Give back exactly the lines running from the line with "of the dirt" to the end of the entries, and only those lines.

** START Data excerpts **

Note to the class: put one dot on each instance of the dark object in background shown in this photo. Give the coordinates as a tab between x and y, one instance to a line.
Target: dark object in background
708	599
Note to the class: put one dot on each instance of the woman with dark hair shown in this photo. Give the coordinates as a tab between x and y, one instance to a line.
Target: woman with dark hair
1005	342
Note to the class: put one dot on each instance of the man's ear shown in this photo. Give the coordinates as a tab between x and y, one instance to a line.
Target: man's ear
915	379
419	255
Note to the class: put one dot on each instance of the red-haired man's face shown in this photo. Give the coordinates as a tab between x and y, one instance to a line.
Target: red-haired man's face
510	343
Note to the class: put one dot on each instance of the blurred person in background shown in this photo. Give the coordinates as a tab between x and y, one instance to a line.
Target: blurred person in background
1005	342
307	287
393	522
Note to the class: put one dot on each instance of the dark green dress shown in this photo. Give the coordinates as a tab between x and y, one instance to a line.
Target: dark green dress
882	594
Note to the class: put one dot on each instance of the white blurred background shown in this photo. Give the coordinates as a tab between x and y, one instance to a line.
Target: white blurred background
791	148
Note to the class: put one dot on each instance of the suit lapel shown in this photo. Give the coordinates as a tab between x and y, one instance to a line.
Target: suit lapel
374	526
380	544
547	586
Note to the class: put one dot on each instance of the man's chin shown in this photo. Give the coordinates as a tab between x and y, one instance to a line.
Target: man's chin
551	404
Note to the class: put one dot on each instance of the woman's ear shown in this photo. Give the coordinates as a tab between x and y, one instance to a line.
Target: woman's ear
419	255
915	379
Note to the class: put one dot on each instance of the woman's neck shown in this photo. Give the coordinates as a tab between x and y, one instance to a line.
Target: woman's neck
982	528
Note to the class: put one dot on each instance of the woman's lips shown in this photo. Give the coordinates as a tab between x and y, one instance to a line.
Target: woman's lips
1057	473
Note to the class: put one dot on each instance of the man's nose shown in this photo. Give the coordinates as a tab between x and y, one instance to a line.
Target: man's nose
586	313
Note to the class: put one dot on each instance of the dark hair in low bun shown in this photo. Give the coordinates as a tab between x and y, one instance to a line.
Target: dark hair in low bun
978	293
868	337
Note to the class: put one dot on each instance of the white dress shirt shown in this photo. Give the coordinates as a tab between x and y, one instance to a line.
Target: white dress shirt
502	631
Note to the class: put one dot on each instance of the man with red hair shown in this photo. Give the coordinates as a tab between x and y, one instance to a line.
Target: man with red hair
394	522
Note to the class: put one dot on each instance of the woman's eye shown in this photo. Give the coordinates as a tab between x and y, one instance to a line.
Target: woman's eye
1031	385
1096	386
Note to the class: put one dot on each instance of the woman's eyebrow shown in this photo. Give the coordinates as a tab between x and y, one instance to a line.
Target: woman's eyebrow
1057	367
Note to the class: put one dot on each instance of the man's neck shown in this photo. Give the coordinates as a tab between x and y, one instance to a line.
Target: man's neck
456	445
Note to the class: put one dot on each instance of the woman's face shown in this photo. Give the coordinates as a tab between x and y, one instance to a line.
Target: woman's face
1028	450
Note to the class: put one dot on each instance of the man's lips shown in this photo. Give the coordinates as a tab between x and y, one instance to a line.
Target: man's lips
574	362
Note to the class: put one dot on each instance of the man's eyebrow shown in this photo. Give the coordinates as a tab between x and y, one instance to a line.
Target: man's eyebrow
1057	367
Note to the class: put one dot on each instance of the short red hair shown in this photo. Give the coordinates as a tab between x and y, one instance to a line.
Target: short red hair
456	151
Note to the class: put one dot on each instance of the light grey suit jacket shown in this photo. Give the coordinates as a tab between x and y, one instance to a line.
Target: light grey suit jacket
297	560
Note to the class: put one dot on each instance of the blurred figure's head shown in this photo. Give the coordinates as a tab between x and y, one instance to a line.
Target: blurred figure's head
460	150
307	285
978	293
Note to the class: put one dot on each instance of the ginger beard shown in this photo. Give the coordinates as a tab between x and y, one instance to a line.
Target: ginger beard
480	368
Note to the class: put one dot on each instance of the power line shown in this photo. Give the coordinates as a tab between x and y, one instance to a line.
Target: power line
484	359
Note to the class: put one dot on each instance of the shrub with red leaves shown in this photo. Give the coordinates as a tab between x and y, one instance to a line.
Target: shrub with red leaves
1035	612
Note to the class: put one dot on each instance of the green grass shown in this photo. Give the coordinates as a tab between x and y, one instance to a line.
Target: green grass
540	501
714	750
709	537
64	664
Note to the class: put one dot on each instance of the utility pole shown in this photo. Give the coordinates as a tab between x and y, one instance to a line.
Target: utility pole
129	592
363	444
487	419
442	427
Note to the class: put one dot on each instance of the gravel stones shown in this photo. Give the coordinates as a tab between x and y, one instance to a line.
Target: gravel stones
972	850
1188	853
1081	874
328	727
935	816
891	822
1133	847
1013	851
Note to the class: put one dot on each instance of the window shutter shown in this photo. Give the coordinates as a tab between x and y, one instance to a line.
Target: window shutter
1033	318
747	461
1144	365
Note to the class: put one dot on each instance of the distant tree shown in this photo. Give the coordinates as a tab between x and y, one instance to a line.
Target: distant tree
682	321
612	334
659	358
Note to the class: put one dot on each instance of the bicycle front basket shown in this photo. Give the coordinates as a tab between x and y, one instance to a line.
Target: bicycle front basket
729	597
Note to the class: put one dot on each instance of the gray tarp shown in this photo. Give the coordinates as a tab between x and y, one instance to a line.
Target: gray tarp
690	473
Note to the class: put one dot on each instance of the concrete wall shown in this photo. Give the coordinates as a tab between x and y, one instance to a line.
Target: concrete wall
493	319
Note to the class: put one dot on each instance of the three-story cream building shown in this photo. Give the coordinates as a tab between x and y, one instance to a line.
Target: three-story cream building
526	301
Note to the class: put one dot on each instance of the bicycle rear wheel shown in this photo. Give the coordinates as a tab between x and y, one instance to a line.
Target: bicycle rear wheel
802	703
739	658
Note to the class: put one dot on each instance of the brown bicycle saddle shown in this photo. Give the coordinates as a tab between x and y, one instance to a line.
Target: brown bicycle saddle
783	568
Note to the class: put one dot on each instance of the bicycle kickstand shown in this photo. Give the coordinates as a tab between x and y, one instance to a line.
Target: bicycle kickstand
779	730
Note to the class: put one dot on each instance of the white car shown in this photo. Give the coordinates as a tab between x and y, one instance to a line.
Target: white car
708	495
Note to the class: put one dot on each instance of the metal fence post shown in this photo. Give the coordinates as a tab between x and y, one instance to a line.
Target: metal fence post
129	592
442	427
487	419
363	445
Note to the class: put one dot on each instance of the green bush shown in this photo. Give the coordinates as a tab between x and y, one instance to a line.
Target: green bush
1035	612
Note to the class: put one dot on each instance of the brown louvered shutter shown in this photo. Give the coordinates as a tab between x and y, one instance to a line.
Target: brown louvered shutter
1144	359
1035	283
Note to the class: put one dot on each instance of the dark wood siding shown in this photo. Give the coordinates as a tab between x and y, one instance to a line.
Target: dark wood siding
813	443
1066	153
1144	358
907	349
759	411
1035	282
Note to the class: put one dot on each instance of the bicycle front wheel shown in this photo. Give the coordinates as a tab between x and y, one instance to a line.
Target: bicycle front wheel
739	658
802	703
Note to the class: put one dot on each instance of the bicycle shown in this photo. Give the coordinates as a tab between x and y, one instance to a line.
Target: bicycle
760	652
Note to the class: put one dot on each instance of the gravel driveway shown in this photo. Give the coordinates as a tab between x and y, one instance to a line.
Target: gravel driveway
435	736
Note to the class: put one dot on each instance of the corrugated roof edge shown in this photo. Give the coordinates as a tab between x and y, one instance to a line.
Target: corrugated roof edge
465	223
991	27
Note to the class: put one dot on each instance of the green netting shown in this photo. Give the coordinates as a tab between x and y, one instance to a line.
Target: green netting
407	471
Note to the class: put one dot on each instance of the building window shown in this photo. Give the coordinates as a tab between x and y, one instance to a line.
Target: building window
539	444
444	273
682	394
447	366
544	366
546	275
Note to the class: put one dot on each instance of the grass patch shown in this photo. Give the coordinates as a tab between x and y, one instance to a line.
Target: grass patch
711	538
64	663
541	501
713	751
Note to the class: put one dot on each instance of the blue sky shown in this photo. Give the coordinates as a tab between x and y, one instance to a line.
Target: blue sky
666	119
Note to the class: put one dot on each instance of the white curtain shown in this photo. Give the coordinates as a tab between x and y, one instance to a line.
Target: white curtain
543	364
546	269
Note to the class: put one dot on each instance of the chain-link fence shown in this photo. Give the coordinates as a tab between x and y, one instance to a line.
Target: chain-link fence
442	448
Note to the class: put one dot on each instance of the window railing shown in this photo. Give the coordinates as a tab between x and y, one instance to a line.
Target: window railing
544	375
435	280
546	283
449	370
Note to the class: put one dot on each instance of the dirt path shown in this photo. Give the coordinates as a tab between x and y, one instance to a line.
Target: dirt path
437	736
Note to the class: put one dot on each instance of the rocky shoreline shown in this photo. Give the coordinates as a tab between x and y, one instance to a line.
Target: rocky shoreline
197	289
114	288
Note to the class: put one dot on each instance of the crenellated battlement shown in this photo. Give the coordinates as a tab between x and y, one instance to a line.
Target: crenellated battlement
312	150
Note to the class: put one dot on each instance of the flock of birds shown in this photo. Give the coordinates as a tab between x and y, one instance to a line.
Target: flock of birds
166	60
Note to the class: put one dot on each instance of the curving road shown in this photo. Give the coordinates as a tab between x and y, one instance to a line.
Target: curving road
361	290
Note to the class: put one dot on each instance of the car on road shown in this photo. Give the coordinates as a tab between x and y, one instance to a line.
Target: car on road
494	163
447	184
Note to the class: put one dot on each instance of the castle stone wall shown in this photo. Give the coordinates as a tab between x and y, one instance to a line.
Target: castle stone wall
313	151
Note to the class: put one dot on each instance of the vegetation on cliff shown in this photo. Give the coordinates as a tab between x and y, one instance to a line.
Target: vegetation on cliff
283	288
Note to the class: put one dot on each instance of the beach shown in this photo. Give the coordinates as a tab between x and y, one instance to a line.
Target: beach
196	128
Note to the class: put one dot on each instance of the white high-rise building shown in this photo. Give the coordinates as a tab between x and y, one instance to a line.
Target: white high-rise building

** END Data excerpts **

**The result:**
Note to the class: put one dot on each instance of the dirt path shown in this photo. Give the coordinates as a tab between x and y, one instance to a line.
Target: dirt path
437	736
Note to the class: put one dot on each instance of the rocky shoreline shown in this photo. Give the coordinates as a tab between x and y, one instance to a line.
Target: rocky shoreline
197	289
114	288
Note to the class: put one dot on each instance of the crenellated battlement shown in this photo. Give the coordinates as a tab between x and y, one instance to a line.
Target: crenellated battlement
312	150
Note to the class: put one dot on each instance of the flock of birds shown in this photo. Give the coordinates as a tab between x and y, one instance to a line.
Target: flock of birds
166	60
Note to the class: put one dot on each instance of the curving road shown in this photo. Give the coordinates as a tab between x and y, one instance to a line.
Target: curving road
361	290
Note to the class: put one dot on each instance of the car on road shown in this photo. Give the coordinates as a tab between x and y, one instance to a line.
Target: car on road
494	163
447	184
Note to the class: put one dot on each instance of the castle stone wall shown in this photo. Give the coordinates as a tab between x and y, one instance to a line.
Target: castle stone wall
313	151
Note to the class: put one dot on each instance of the vegetation on cliff shown in this photo. Give the coordinates as a tab between x and y, one instance to a line.
Target: vegetation on cliff
283	288
Note to the class: put one dot on each instance of the beach shown in this photo. Give the coordinates as a tab between x and y, one instance to a line.
Target: beach
196	128
Note to the class: put one dot on each instance of the white high-rise building shown in this photo. Give the coordinates as a tab between x and y, one instance to a line.
Target: white high-rise building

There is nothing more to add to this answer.